▶ Source information
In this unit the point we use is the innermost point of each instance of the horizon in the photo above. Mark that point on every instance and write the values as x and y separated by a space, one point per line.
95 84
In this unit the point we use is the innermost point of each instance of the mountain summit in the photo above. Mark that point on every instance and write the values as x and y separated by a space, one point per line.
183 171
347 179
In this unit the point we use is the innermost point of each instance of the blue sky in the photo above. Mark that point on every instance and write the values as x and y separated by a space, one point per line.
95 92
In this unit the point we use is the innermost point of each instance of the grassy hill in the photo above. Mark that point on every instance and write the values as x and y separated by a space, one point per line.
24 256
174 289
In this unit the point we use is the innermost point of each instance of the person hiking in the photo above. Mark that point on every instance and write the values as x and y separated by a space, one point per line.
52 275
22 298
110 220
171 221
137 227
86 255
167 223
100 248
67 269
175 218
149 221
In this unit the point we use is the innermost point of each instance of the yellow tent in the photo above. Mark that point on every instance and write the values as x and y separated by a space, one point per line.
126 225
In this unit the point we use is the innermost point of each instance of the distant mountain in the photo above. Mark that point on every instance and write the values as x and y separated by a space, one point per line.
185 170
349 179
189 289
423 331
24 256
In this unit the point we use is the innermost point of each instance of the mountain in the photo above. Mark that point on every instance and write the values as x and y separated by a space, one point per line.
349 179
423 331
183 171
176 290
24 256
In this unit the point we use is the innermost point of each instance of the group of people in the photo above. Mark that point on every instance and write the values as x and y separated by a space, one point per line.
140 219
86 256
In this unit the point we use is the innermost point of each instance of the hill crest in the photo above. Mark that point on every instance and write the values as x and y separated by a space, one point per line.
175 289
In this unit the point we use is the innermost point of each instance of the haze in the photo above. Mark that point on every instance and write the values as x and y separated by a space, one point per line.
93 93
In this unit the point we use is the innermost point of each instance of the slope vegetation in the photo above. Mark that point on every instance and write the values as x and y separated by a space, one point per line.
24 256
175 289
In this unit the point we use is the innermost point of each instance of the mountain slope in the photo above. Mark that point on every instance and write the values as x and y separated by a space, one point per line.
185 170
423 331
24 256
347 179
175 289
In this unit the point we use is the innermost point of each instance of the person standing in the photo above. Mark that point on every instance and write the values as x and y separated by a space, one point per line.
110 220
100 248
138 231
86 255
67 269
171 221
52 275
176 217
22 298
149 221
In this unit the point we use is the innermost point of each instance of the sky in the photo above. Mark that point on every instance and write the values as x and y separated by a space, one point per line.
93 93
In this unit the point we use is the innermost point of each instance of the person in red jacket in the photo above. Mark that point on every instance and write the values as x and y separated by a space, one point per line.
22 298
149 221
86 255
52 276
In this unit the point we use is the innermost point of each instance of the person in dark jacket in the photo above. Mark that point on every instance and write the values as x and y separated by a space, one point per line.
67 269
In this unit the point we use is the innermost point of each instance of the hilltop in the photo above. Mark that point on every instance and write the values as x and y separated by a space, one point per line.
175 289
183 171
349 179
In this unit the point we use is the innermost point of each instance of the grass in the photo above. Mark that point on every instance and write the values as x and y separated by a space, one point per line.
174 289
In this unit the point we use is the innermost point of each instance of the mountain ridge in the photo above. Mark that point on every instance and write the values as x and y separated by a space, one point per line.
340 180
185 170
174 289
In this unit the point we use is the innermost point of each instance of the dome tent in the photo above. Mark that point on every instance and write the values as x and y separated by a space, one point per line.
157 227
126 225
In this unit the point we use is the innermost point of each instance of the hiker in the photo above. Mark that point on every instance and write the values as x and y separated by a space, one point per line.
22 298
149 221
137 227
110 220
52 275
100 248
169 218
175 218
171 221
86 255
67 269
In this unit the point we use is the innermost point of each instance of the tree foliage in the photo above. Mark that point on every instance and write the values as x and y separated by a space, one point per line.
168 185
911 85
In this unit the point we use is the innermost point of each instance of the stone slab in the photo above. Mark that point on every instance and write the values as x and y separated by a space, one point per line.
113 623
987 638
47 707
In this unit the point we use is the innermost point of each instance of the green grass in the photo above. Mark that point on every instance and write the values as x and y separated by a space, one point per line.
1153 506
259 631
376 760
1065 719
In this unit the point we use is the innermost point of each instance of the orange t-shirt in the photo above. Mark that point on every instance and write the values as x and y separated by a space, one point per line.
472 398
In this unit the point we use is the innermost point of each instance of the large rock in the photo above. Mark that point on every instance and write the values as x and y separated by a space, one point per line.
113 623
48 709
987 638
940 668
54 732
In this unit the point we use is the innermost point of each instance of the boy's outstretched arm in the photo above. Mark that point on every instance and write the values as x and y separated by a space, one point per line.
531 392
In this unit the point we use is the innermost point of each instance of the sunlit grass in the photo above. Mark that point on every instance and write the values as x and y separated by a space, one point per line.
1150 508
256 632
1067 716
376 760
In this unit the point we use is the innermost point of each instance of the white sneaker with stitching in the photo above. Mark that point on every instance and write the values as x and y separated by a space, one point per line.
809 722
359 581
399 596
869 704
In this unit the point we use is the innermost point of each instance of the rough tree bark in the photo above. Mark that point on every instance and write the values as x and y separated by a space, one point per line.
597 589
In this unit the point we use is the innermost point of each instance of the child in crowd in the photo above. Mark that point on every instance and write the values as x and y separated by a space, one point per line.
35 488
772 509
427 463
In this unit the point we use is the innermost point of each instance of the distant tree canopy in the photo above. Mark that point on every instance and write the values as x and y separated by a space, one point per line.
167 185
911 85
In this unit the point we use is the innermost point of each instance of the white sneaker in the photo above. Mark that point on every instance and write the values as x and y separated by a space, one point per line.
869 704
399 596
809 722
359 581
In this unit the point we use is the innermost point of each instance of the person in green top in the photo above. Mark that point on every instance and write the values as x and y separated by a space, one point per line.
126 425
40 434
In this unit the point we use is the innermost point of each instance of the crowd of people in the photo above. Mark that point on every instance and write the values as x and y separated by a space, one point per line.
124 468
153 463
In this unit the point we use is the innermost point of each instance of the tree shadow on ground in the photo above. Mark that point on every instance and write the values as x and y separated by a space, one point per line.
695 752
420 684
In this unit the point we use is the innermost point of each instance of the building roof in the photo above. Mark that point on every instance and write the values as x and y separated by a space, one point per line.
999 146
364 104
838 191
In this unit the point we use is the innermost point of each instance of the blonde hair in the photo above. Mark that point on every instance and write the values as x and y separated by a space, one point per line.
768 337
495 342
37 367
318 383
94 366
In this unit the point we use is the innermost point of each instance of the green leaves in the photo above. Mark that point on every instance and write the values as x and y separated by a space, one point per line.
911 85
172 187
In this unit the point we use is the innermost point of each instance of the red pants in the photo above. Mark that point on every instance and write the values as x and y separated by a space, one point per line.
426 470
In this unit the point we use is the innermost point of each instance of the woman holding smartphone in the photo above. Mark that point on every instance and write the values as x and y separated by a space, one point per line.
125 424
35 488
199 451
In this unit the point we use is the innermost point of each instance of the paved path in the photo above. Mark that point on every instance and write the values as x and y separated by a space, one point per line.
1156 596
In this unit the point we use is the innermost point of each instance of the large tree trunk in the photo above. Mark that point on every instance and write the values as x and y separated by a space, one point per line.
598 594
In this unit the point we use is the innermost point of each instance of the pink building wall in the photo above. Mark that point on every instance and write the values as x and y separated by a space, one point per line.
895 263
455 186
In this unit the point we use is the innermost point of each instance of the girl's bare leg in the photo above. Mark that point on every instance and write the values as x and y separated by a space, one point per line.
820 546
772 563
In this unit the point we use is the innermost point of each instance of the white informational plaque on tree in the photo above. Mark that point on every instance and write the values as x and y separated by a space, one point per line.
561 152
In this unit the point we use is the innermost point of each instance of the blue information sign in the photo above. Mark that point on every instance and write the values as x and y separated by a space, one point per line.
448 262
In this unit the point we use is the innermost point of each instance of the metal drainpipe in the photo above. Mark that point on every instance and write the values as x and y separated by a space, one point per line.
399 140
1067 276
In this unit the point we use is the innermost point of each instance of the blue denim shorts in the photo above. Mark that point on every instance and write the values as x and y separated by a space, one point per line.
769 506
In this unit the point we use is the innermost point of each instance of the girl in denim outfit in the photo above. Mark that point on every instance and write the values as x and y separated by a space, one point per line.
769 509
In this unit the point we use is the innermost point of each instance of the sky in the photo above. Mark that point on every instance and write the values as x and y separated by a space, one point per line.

▶ Problem requirements
The lines from the one holding "of the pink" through the end of the listing above are to be written out exactly, both ends included, and no others.

▶ Response area
In this unit the point we use is the innermost point of each instance of the pink building wall in the photo above. Mark that point on every instance and write the values as x and y separated by a space, one point per line.
895 263
455 186
In this unit the point we use is the innermost point of each instance of the girl's bare leg in the photo above. Mark that point on every instance and write the values as x and y separated by a space, one point per line.
820 546
772 563
In this unit the point we use is the innermost point of each instance of the white informational plaque on tree in the photo above. Mark that point on every instance and write the values as x and y separated by a space, one point per line.
561 152
In this unit the point we use is the innermost point of each instance of the blue information sign in the photo above. Mark that point on every instance and write the values as x and y separated by a space, one point per line.
448 262
In this unit the point we use is the innermost point of each instance of the metal drainpipe in the photo above. Mark that point on every instance and write the values as x and y separated by a space, one point per line.
399 140
1067 276
In this unit the point we use is the innermost point of each instance of the blue denim shorts in the photo above. Mark that point on every instance and write the values as x and y separated by a space, one point per line.
769 506
In this unit the point we use is the innermost point of each instance of the girl in denim outfit in the photo above. Mark that point on every instance and write the values as x and y separated by a space, one point per line.
769 509
In this unit the point we use is the innermost point of each instance of the sky in the photo above. Mark that point on every instance and write the values as x and y separated by a space, one point per line.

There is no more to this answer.